Gestellte Aufgabe A: Welche beiden Theoretiker nennt der Auszug über die fallende Profitrate als Autoren des Buches A House of Cards?
Gestellte Aufgabe B: Zieh aus den Einträgen jede Zeile heraus, in der das Wort "rocky" vorkommt. Dabei zählt die Groß- und Kleinschreibung.

Auszug zum Lesen:

Die inflationäre Dynamik ist ursächlich auf die fallende Profitrate der Unternehmen zurückzuführen. Seit der zweiten Hälfte der 60er fielen insbesondere in den USA die Gewinne in Relation zu dem von den Unternehmen eingesetzten Kapital - sozusagen die "Verzinsung" des Industriekapitals - immer weiter ab.

An dieser Stelle scheinen ein paar grundsätzliche Erläuterungen angebracht. Der Gewinn ist das entscheidende Prinzip, der innerste Antrieb einer Marktwirtschaft - wenden Unternehmen doch ihr Kapital in der Produktion von Waren ausschließlich zu dessen Vermehrung durch deren Verkauf auf dem Markt auf. Die Produktion von Waren ist somit nur Mittel zum Zweck: zur Vermehrung von Kapital. Dies ist ein ökonomischer Kreislauf, der seit Beginn der kapitalistischen Produktionsweise besteht: Kapital, eingesetzt zur Produktion von Waren, muss nach deren Veräußerung einen Gewinn abwerfen. Der nun um den Gewinn vergrößerte Kapitalbestand wird wiederum in die Produktion von noch mehr Gütern eingesetzt. Die Auswirkungen des Reinvestierens von Gewinnen zwecks Erhöhung der Produktivität (und der Konkurrenzfähigkeit) eines Unternehmens erläuterten die Theoretiker Gerry Gold und Paul Feldman in ihrem Buch A House of Cards:

Durch Kapitalinvestitionen erhöhte Produktivität lässt die Profitrate fallen, da weniger Arbeiter als Quelle des Werts verfügbar sind, in Relation zum totalen Ausmaß der Investitionen. Zur selben Zeit bringt ein erhöhter Ausstoß der Produktion eine Reduktion der Kosten, und folglich auch des Werts, den jede Ware verkörpert, mit sich. Wenn die Preise fallen, müssen immer mehr Waren abgesetzt werden, um die Einkommen aufrecht zu erhalten. Wachstum ist deswegen absolut essentiell, um die Profite aufrecht zu erhalten oder gar zu erhöhen. Das ist der Kernpunkt der Probleme des Kapitalismus.

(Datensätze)

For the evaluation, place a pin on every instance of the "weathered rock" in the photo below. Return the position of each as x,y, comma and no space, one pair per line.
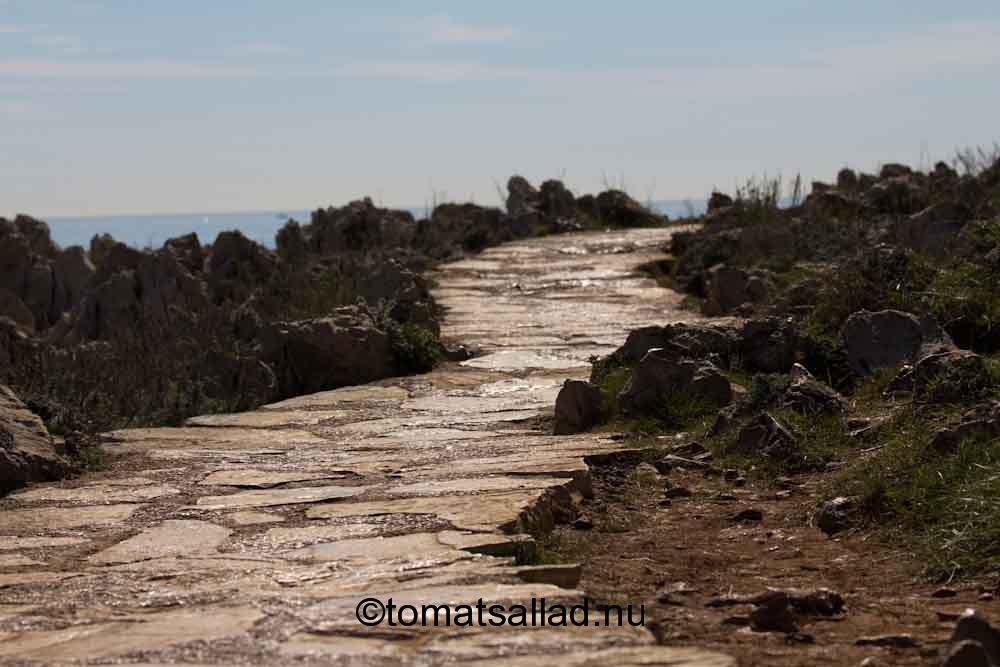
980,424
319,354
26,451
888,338
968,653
188,251
773,614
933,229
836,515
691,340
578,407
719,200
661,374
765,436
972,627
807,394
359,226
770,345
12,307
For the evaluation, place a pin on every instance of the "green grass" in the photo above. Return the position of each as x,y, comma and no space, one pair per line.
943,506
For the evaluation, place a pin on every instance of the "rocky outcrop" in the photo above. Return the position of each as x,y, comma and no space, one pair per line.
27,453
48,281
661,374
578,407
325,353
889,338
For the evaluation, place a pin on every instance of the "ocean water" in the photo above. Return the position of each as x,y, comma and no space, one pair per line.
151,231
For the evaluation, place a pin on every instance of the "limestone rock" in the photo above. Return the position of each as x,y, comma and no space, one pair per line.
888,338
26,451
661,374
578,407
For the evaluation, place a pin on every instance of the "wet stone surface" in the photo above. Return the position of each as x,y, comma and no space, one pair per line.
250,538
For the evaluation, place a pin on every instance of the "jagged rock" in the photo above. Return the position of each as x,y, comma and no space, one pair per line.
522,197
12,307
933,229
100,246
765,436
888,338
320,354
359,226
578,407
234,256
770,345
836,515
847,179
968,653
896,196
728,289
773,614
660,374
188,251
26,451
616,209
888,641
807,394
719,200
972,627
981,423
690,340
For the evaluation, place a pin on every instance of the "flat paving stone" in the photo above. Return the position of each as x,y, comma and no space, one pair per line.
263,479
42,519
275,497
170,538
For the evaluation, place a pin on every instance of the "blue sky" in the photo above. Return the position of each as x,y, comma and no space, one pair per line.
115,106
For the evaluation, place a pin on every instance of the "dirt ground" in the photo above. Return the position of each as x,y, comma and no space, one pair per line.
676,556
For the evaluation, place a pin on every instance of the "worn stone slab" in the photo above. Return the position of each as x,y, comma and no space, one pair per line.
170,538
146,632
97,493
56,518
275,497
15,543
482,512
264,479
251,518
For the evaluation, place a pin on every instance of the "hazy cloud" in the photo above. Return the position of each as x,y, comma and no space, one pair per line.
154,70
445,30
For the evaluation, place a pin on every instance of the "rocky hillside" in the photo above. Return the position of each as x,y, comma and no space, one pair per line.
861,344
112,336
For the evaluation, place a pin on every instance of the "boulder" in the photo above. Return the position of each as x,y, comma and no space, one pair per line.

Lösung der Aufgabe A: Gerry Gold und Paul Feldman.

Lösung der Aufgabe B:
For the evaluation, place a pin on every instance of the "rocky outcrop" in the photo above. Return the position of each as x,y, comma and no space, one pair per line.
For the evaluation, place a pin on every instance of the "rocky hillside" in the photo above. Return the position of each as x,y, comma and no space, one pair per line.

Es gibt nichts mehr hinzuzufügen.